Records in a dataset:
*-*-*

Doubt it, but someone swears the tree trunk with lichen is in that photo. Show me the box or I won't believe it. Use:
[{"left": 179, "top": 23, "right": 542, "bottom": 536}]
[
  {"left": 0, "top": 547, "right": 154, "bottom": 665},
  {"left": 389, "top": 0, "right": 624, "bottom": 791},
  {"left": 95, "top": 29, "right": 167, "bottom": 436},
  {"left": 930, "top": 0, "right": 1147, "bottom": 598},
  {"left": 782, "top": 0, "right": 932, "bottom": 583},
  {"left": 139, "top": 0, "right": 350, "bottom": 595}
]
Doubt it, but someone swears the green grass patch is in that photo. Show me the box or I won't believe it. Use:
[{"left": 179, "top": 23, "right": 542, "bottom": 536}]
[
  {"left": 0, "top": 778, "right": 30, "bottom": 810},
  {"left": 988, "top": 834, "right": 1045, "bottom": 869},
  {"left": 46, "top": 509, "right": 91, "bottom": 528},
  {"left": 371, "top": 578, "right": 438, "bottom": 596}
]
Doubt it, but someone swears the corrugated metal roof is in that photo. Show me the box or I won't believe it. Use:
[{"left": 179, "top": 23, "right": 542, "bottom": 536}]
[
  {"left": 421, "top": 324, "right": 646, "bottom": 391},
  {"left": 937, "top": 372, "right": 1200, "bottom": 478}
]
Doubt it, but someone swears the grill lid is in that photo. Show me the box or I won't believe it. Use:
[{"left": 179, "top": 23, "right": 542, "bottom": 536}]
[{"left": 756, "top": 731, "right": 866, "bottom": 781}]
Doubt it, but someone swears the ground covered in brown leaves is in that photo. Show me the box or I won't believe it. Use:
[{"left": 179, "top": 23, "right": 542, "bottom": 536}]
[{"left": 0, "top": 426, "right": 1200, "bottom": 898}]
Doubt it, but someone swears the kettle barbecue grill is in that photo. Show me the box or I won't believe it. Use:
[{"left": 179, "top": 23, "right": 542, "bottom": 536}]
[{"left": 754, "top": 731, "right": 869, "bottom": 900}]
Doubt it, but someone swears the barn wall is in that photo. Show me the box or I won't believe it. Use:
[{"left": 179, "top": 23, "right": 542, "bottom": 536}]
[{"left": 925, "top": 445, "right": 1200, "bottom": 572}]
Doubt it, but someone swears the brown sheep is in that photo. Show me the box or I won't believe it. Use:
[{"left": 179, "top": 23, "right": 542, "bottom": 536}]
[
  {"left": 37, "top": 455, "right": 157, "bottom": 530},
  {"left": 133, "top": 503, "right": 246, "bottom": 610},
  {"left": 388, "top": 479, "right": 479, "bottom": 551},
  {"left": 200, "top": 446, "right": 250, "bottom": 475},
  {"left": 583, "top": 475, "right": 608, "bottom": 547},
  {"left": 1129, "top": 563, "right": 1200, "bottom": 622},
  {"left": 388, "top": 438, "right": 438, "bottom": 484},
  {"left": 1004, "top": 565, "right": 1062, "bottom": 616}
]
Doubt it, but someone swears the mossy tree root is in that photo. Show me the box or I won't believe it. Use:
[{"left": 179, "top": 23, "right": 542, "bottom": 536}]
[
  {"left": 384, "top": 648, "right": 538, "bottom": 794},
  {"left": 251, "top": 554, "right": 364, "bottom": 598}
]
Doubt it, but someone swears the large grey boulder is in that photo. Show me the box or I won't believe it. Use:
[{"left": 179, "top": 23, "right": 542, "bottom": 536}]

*-*-*

== Objective ==
Report every line of the items above that contains the word "believe". Case counts.

== Exercise response ==
Doubt it, but someone swears the tree trunk with lichen is in that photo. Show me the box or I won't believe it. Use:
Doubt it, but someone swears the green grass patch is in that photo. Show me the box or I won't believe it. Use:
Doubt it, but someone swears the corrugated metal roof is in that photo. Show me the box or I won't believe it. Use:
Doubt it, but someone swears the grill lid is in that photo. Show me the box or I won't believe it. Use:
Doubt it, but someone swears the ground covered in brown leaves is in that photo. Show me the box or I won't believe it. Use:
Doubt it, but someone swears the kettle barbecue grill is in that photo. Show me the box or I won't believe it. Use:
Doubt it, but someone swears the barn wall is in that photo. Show me the box or I won't believe it. Use:
Doubt it, but someone swears the brown sheep is in that photo. Show me the box or I won't believe it. Use:
Doubt it, but someone swears the mossy tree root is in that photo. Show me the box or I won't believe it. Use:
Doubt it, but someone swears the large grey boulder is in that photo. Show me the box or I won't believe it. Use:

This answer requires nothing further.